▶ **What to work on**: Transcribe the lines below verbatim, from the first line through the line that contains "[(428, 98)]", with both ends included. Omit the pictures from your transcription.

▶ **Given entries**:

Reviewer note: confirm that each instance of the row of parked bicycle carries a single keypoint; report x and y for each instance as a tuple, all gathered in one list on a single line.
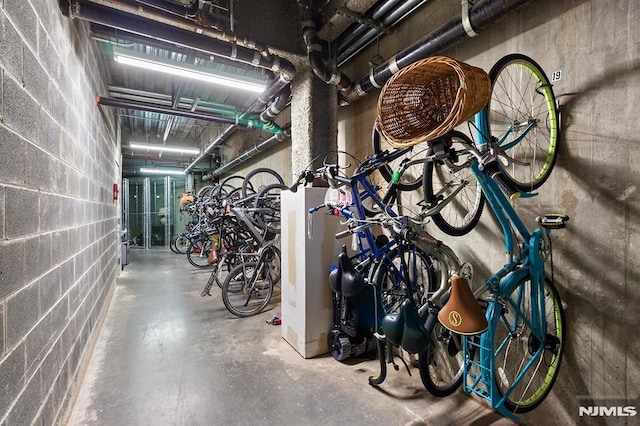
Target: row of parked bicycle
[(232, 229), (401, 287)]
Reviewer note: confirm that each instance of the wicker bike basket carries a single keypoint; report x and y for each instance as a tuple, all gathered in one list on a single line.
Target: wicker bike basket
[(428, 98)]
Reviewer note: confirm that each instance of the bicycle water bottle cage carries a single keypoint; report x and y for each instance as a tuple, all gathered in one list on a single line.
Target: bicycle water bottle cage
[(392, 326), (462, 314), (553, 220), (415, 338), (350, 281)]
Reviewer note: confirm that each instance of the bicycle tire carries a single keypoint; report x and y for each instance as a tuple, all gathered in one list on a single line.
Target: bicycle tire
[(520, 95), (533, 388), (460, 215), (259, 178), (179, 244), (392, 287), (172, 243), (411, 178), (269, 198), (441, 366), (240, 297)]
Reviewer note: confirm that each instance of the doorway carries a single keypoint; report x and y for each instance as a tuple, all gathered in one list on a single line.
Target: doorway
[(151, 210)]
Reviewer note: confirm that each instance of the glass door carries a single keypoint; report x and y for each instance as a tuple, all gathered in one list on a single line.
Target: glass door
[(152, 204)]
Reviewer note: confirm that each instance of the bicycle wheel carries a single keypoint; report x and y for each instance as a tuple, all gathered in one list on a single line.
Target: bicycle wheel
[(516, 347), (523, 116), (268, 199), (451, 186), (442, 364), (180, 244), (274, 263), (411, 179), (392, 284), (247, 289), (259, 178), (198, 253)]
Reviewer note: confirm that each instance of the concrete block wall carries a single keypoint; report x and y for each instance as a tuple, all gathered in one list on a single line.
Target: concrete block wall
[(59, 239)]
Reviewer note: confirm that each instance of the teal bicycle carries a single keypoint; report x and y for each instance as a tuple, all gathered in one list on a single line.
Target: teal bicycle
[(515, 362)]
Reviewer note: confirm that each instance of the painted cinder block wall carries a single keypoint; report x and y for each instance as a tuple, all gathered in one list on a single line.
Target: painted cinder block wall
[(59, 238)]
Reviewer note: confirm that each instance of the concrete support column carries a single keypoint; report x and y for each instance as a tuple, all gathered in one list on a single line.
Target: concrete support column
[(314, 111)]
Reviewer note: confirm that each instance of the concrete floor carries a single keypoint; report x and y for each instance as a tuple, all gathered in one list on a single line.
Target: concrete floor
[(167, 356)]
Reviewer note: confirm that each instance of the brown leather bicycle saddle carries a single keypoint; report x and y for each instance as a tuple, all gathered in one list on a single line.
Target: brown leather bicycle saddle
[(462, 314)]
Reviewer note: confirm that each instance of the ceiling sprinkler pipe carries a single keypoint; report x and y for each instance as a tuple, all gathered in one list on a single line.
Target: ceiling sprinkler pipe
[(320, 68), (153, 13), (180, 37), (378, 12), (350, 49), (264, 145), (481, 16), (229, 118), (219, 140)]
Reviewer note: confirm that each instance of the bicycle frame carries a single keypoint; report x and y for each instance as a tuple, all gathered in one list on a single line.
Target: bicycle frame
[(479, 377)]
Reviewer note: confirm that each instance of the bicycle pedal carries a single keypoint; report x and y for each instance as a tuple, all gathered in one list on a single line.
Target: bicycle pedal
[(553, 220)]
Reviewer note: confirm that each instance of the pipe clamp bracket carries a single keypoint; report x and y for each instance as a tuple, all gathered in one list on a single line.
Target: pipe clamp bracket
[(466, 23)]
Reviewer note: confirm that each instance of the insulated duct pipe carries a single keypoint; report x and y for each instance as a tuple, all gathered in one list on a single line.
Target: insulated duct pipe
[(376, 14), (279, 103), (481, 16), (320, 68), (180, 37), (350, 47), (264, 145), (154, 14), (235, 118)]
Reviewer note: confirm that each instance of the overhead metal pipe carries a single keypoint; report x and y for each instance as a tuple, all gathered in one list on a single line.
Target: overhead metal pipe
[(352, 36), (279, 103), (481, 16), (264, 145), (179, 37), (221, 138), (238, 119), (349, 48), (156, 15), (321, 69)]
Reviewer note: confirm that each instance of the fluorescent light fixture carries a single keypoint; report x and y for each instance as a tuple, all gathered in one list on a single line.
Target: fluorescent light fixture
[(153, 63), (163, 148), (145, 170)]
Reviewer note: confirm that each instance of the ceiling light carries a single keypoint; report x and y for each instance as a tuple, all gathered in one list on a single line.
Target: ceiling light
[(153, 63), (145, 170), (163, 148)]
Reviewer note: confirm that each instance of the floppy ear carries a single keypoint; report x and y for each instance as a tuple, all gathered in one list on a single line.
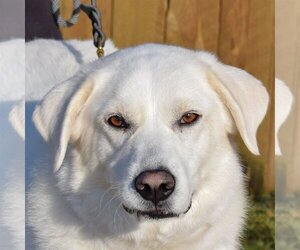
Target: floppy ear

▶ **Solution for this exercise**:
Reviewer note: confirm that each instance of the row of parked bicycle carries a single keypoint; report x and y for each instance as a tuple, all gathered in one list on a single line.
Target: row of parked bicycle
[(232, 229), (401, 287)]
Reviewer note: confirm that each instance of the wicker bike basket carries a single keypoint; report x and y for each instance as a tuple, all gathered in one list on a single line.
Target: wicker bike basket
[(428, 98)]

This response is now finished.